In 2001: Andrew Liveris is very excited about strengthening his position considerably once the Union Carbide acquisition is complete. The Carbide acquisition is ‘front and centre in my mind’, he says. Liveris has big plans for the merged business. ‘Putting together Dow’s performance chemicals business and Carbide’s speciality chemicals business was very attractive [once the merger was first mooted],’ he says.
He cites emulsion polymers as one area of synergies. Here Carbide is strong in emulsions for household applications and Dow in emulsions for latexes. Combining the portfolios in this way will take Dow’s speciality chemicals sales up to $6bn. This will give his business ‘critical mass and strong integration into raw materials’. Liveris says that this will be complemented by ‘back integration into Dow’s manufacturing, research and development functions’.

b. An antitrust lawsuit in Connecticut (2002-2008) reveals that, following the Feb 2001 merger, Dow sought to smuggle contraband Union Carbide goods into India under its own label to avoid possible criminal sanction. See Times of India. Though Liveris was not CEO at the time, his role in Dow was considered sufficiently influential for the courts to allow his subpoena to go forward. At this decision, Dow promptly settled out of court (after fighting for almost six years of hearings).

c. On being challenged in Indian courts, Dow legally represented (2011) that any Union Carbide goods are “bought in fair-value transactions” outside of India and are therefore owned by other Dow subsidiaries before entering the country. Yet SEC submissions reveal that, under Liveris and at the time the claim was being made, “effective controls were not maintained to ensure the accuracy of the prices used to record related-company sales”, meaning that any claim concerning ‘fair value transactions’ is effectively unverifiable. Some 97% of Union Carbide’s total business sales – approx. $4-5 billion – are direct to Dow Chemical, according to SEC filings.

d. Under Liveris Dow represents to Indian courts that Union Carbide is a business largely operating out of Texas. But filings with the New York Comptroller – under which jurisdiction Carbide has been registered since the 1920’s – give Carbide’s address as Midland, Michigan. Union Carbide tax filings in Texas reveal that from 2002, all UCC directors have been simultaneously Dow managers, including the CEO, and most have been based 1000 miles away in Michigan.

- TASK TO COMPLETE -
Carry on the passage about Dow Chemical and Union Carbide from its last sentence.

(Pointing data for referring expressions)
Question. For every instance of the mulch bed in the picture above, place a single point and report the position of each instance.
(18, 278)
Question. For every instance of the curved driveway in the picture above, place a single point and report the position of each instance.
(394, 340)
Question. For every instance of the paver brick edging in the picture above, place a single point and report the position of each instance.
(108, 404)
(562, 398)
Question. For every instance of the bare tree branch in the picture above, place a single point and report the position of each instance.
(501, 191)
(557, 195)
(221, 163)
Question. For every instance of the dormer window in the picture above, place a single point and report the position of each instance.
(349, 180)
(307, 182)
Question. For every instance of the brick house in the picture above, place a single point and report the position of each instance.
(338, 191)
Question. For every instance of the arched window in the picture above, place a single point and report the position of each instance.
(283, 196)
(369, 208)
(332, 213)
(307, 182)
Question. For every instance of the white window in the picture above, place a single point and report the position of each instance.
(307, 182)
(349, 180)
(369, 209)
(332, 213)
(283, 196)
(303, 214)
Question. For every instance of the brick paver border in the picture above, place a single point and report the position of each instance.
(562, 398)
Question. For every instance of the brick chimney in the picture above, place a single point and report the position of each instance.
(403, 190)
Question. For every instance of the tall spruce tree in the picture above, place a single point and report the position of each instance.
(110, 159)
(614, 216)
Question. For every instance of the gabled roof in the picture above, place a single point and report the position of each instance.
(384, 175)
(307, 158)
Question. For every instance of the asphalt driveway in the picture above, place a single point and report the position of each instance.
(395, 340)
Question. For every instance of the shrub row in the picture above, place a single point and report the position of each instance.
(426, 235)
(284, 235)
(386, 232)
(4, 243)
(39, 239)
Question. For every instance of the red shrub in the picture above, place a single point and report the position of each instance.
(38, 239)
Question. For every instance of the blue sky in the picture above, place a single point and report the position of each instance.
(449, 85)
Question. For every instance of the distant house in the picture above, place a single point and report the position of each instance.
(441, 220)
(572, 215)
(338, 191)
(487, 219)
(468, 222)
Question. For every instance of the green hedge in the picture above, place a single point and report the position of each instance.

- RESPONSE AREA -
e. The Union Carbide secretary signing court filings in India to this day is one John MacDonald, who was originally summoned to India’s courts for criminal hearings when holding the same position in 1987 (he has never attended). MacDonald had been listed in Texan tax filings as Carbide’s Secretary, until at least the early part of 2014, with his address given as Carbide’s ex-headquarters – 39 Old Ridgebury Road- and Dow was still listing this address as one of its offices for Carbide. However, neither Carbide nor Dow have had any kind of presence at this address for years, as a phone call (to what is now the Matrix Business Center) will confirm.

f. Liveris himself has attempted to intervene directly in lawful processes in India by directing Indian officials to bring extra-judicial influence to bear on court proceedings involving Dow and to pursue a government-wide policy of not pursuing liability against Dow for Bhopal. See pages 61-64 of the report by Amnesty International entitled “Injustice Incorporated” CLICK HERE

In 2012: Dow Chemical Co. Chief Executive Officer Andrew Liveris said opposition to his company’s sponsorship of the 2012 London Olympics was “beyond belief” because Dow wasn’t involved with the 1984 toxic gas leak in Bhopal that killed thousands of people. “It was not us,” Liveris said in a Feb. 28 interview at Bloomberg’s headquarters in New York. “The fact that you can speak back with science and fact rather than emotion and hysteria is your only defense.”